> _What to produce_
Each record that follows should be transcribed word for word.

> _Data provided_
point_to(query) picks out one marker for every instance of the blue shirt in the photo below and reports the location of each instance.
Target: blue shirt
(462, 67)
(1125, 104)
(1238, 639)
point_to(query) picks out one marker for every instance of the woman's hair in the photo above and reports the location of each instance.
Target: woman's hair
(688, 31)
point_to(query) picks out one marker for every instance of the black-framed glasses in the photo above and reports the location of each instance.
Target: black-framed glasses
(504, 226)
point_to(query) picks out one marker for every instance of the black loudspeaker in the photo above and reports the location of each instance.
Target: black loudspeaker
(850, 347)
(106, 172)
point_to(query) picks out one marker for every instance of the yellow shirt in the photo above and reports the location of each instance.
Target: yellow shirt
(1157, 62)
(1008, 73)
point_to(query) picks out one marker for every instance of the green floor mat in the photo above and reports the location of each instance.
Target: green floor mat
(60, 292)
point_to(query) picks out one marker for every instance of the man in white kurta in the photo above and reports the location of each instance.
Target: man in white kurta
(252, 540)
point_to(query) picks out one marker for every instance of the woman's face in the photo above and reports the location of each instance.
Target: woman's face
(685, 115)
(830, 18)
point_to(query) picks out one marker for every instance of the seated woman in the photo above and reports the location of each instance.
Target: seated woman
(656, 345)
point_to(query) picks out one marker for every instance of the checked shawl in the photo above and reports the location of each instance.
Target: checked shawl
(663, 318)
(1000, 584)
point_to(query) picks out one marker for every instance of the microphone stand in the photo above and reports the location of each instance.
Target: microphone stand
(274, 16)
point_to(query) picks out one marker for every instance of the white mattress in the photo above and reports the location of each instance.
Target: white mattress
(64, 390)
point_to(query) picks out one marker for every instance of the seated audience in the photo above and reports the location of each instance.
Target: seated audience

> _Response to this task_
point_to(query) picks out one marker for every instance of the blue shirt in the photo below and reports the location of each instance.
Target: blue shirt
(462, 67)
(1125, 104)
(1238, 639)
point_to(query) picks out one marker for every instance of the woman's hair in the photo above and reports the location of each instance.
Target: woman's hair
(688, 31)
point_to(query) picks out one marker for every instance of the black-framed glasses in the photo above and reports the location of each instance.
Target: black-framed glasses
(504, 226)
point_to(query) picks out one marker for every instance of the black loudspeaker in the photo above and reports the location of each instance.
Target: black loudspeaker
(850, 347)
(106, 172)
point_to(query) picks out one marker for every instance of the yellow shirt in the photo above and reports the location of each instance.
Target: yellow shirt
(1157, 62)
(1008, 73)
point_to(query) picks out one marker for every instance of the green floor mat in the photo above and reports the location of each instance.
Target: green floor mat
(60, 292)
point_to(query) picks out one marker for every instance of the man in white kurta in the photo above and reports the location of each instance.
Target: man in white kurta
(252, 540)
point_to(query) picks out one marker for every instance of the woman's face in the photo above and reports the location of each instance.
Target: woman's face
(685, 115)
(830, 18)
point_to(query) picks out one marker for every instance of the seated woman in the photo above and reports the location of each instance.
Target: seated woman
(656, 345)
point_to(query) picks out one marker for every instance of the checked shawl in the photo above and reports the location of each instance.
Target: checked shawl
(663, 318)
(1000, 584)
point_to(query) picks out one marker for every instance of the microphone stand in the photo above and reports the location of each instance.
Target: microphone stand
(274, 16)
point_to(query) picks out one marker for every instance of the white mattress in the photo above and reports the location of each instance.
Target: white mattress
(64, 390)
point_to(query) picks out one marker for every instance of the seated audience in the photo above and reports the location of each instance.
Target: seated audience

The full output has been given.